====== Information

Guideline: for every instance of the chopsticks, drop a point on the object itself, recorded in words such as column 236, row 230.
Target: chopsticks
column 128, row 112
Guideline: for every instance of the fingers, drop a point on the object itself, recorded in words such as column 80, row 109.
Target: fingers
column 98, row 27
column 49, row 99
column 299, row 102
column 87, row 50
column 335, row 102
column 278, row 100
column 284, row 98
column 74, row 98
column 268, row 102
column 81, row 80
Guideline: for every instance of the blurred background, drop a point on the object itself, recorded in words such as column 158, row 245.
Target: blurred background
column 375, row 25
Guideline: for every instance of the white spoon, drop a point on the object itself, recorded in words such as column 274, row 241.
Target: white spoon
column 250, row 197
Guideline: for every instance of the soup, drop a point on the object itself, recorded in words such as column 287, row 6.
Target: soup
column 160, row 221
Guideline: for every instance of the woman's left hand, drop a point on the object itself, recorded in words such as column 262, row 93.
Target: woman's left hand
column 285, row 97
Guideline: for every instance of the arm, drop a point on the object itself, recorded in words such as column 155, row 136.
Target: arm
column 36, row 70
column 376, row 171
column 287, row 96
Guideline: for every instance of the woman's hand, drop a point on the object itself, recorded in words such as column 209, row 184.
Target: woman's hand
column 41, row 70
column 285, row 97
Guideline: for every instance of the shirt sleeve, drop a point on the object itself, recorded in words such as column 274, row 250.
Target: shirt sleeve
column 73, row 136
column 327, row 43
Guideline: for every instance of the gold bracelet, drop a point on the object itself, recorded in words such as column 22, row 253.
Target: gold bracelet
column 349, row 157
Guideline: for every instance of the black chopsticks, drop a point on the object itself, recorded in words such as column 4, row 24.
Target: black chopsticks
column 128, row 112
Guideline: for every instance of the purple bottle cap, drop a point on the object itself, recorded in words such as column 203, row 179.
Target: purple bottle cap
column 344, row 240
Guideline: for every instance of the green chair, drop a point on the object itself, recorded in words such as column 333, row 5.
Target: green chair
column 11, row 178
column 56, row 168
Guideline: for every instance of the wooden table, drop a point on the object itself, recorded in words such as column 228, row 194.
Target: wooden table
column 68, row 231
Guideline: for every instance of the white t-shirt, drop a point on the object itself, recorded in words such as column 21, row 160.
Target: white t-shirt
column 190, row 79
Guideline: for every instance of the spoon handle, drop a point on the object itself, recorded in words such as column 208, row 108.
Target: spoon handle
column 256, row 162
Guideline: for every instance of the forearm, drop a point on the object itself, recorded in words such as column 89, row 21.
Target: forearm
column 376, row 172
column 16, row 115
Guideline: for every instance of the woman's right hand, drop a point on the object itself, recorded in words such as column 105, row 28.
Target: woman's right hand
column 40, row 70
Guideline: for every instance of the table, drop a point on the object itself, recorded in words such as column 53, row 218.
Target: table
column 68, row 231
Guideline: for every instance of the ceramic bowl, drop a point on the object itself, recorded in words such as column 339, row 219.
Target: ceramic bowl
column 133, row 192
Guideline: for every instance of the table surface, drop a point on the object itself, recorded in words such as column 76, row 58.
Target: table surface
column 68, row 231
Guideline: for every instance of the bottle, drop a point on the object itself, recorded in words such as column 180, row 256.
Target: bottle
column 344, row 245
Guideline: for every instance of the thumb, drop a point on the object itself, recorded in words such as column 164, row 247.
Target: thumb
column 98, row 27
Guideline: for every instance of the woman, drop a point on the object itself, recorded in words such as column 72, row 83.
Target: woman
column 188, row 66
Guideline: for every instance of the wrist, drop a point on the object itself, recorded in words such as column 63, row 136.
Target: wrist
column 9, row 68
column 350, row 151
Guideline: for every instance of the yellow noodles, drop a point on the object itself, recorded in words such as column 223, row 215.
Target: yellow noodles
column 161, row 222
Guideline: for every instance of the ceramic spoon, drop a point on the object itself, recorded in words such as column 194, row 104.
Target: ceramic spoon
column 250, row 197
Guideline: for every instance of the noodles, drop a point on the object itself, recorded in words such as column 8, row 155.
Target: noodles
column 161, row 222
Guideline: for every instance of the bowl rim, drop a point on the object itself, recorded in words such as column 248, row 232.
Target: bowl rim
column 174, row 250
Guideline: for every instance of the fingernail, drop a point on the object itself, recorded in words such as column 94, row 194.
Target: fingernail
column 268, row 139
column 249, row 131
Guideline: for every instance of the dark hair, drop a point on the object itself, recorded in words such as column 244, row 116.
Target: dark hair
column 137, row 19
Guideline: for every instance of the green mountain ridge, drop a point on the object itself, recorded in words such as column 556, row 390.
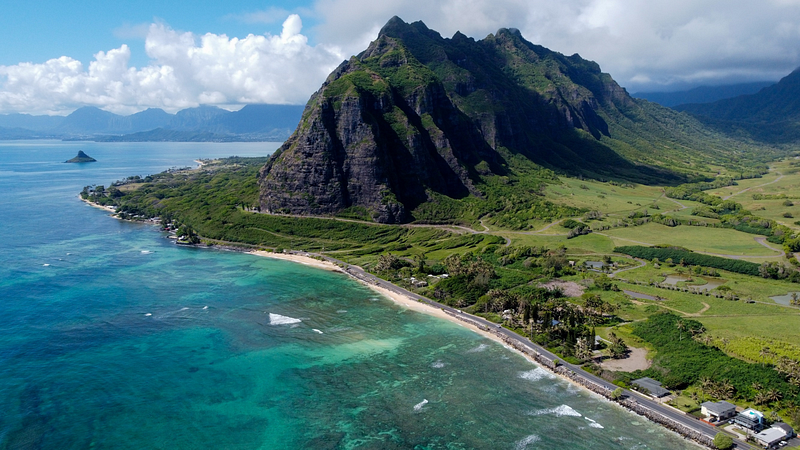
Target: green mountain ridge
column 771, row 115
column 418, row 120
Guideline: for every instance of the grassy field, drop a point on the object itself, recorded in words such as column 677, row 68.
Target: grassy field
column 743, row 286
column 747, row 337
column 604, row 197
column 718, row 241
column 783, row 179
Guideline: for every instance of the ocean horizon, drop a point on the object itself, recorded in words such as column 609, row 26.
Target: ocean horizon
column 114, row 337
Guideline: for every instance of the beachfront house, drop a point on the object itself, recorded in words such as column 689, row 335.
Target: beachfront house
column 594, row 265
column 750, row 419
column 785, row 427
column 650, row 386
column 717, row 411
column 771, row 437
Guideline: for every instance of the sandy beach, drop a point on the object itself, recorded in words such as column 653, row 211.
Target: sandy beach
column 399, row 299
column 425, row 308
column 90, row 203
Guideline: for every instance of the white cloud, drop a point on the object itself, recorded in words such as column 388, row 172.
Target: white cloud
column 185, row 70
column 267, row 16
column 642, row 43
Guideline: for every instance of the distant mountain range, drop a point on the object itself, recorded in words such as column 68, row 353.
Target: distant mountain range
column 703, row 94
column 204, row 123
column 771, row 115
column 421, row 127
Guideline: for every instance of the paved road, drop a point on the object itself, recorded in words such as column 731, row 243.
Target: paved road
column 679, row 417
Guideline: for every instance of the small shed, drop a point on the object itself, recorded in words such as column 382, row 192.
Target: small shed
column 750, row 419
column 652, row 386
column 770, row 437
column 718, row 410
column 785, row 427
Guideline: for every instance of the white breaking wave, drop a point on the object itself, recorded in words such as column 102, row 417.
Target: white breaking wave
column 594, row 424
column 477, row 349
column 536, row 374
column 277, row 319
column 558, row 411
column 526, row 441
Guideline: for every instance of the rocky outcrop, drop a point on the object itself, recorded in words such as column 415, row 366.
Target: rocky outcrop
column 417, row 117
column 81, row 157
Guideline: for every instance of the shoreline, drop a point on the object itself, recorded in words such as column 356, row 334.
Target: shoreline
column 95, row 205
column 395, row 297
column 529, row 351
column 562, row 372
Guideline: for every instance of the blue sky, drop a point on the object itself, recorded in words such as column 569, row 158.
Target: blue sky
column 35, row 31
column 125, row 56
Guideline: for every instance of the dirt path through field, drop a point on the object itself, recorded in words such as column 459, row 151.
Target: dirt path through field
column 760, row 185
column 636, row 360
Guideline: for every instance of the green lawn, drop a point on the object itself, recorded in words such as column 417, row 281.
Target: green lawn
column 603, row 197
column 718, row 241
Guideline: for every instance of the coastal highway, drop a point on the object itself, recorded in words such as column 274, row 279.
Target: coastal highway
column 679, row 417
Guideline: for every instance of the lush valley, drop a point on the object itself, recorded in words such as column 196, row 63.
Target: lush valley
column 422, row 128
column 540, row 196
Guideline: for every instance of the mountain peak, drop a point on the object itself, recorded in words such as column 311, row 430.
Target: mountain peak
column 417, row 119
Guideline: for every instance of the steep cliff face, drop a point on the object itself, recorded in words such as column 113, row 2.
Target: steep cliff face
column 416, row 116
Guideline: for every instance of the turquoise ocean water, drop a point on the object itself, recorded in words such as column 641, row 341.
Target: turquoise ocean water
column 112, row 337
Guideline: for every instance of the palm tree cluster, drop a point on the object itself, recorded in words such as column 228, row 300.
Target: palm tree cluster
column 790, row 368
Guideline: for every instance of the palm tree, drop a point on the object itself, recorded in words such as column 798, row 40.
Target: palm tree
column 726, row 389
column 706, row 385
column 764, row 353
column 773, row 395
column 681, row 326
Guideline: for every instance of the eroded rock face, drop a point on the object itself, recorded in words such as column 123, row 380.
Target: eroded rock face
column 416, row 115
column 379, row 149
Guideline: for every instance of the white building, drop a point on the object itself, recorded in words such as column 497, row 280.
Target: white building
column 718, row 411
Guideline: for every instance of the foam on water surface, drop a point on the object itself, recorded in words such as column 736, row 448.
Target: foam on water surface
column 277, row 319
column 536, row 374
column 558, row 411
column 526, row 441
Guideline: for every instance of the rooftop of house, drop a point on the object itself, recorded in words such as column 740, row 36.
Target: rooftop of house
column 718, row 407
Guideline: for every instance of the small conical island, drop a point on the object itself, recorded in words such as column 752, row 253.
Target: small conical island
column 82, row 157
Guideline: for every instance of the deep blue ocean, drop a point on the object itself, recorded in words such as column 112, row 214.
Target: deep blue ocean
column 113, row 337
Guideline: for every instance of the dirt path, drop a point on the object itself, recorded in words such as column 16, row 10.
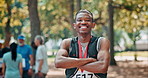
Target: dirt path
column 128, row 69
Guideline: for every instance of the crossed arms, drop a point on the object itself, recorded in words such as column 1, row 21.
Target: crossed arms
column 99, row 65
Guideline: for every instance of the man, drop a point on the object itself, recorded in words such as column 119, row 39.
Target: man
column 41, row 66
column 84, row 56
column 26, row 52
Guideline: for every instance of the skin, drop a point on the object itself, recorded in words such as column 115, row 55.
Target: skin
column 83, row 26
column 30, row 71
column 40, row 74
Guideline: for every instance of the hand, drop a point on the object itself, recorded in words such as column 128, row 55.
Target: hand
column 40, row 74
column 92, row 59
column 30, row 72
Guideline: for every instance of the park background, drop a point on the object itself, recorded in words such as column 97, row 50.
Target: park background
column 123, row 22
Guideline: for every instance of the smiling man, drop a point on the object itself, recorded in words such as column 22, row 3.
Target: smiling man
column 84, row 56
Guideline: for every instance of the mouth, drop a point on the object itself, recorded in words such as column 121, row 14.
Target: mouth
column 83, row 26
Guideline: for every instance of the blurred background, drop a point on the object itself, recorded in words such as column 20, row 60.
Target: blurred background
column 123, row 22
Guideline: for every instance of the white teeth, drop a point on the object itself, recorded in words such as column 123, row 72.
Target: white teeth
column 83, row 27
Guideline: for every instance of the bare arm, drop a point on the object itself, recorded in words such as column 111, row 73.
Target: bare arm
column 40, row 64
column 103, row 59
column 63, row 61
column 31, row 60
column 3, row 68
column 20, row 69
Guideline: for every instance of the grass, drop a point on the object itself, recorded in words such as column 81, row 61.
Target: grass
column 132, row 53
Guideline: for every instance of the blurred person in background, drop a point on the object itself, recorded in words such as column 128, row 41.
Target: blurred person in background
column 41, row 66
column 12, row 63
column 26, row 52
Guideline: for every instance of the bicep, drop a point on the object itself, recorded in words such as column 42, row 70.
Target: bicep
column 103, row 53
column 64, row 47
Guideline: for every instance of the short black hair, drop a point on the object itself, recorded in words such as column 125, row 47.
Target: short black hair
column 84, row 11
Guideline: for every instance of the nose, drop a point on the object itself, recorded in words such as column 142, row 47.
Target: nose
column 83, row 22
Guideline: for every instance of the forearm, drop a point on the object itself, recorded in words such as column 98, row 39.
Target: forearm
column 95, row 67
column 40, row 65
column 31, row 61
column 67, row 62
column 21, row 69
column 3, row 69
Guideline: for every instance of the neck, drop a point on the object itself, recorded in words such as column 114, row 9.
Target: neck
column 84, row 38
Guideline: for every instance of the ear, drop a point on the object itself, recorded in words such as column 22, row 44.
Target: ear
column 74, row 25
column 93, row 25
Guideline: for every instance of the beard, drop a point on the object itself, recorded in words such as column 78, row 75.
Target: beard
column 20, row 44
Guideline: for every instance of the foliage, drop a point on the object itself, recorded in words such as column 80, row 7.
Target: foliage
column 132, row 53
column 19, row 13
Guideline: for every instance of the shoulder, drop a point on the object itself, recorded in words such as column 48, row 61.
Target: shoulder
column 66, row 43
column 19, row 55
column 105, row 43
column 6, row 54
column 27, row 46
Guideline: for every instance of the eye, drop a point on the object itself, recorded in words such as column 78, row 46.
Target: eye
column 88, row 20
column 79, row 20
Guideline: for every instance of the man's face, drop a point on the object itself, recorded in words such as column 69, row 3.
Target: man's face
column 84, row 23
column 37, row 42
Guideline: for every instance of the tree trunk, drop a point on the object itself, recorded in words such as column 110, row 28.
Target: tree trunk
column 7, row 28
column 71, row 15
column 111, row 31
column 34, row 18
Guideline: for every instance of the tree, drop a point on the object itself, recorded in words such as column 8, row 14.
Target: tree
column 111, row 31
column 7, row 28
column 34, row 18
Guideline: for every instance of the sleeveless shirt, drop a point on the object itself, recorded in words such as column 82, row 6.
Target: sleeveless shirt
column 93, row 48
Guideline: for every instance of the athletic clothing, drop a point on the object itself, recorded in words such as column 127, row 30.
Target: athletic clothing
column 93, row 48
column 41, row 54
column 12, row 67
column 25, row 51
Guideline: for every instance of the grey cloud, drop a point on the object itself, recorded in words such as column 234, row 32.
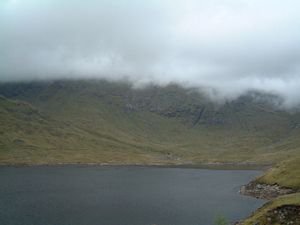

============

# Your task
Reproduce the entries above exactly, but only the lines between the line holding "Target: paved road" and the line holding "Guideline: for every instance of the shoreline, drop", inclusive.

# Task answer
Target: paved road
column 679, row 417
Guideline: for every instance of the small shed, drop a point on the object itself, recorded in words such as column 382, row 192.
Target: small shed
column 750, row 419
column 652, row 386
column 770, row 437
column 718, row 410
column 785, row 427
Guideline: for every instance of the white breaking wave, drop a point on the object itself, recorded in words such as column 102, row 417.
Target: white breaking wave
column 594, row 424
column 477, row 349
column 536, row 374
column 277, row 319
column 558, row 411
column 526, row 441
Guideline: for every instance of the rocky outcrop, drop a point on the object itself, recorded in words such as column 415, row 366.
Target: rocky outcrop
column 417, row 117
column 81, row 157
Guideline: for every instance of the shoreline, drop a point on the object itself, recorded in words such as column 356, row 334.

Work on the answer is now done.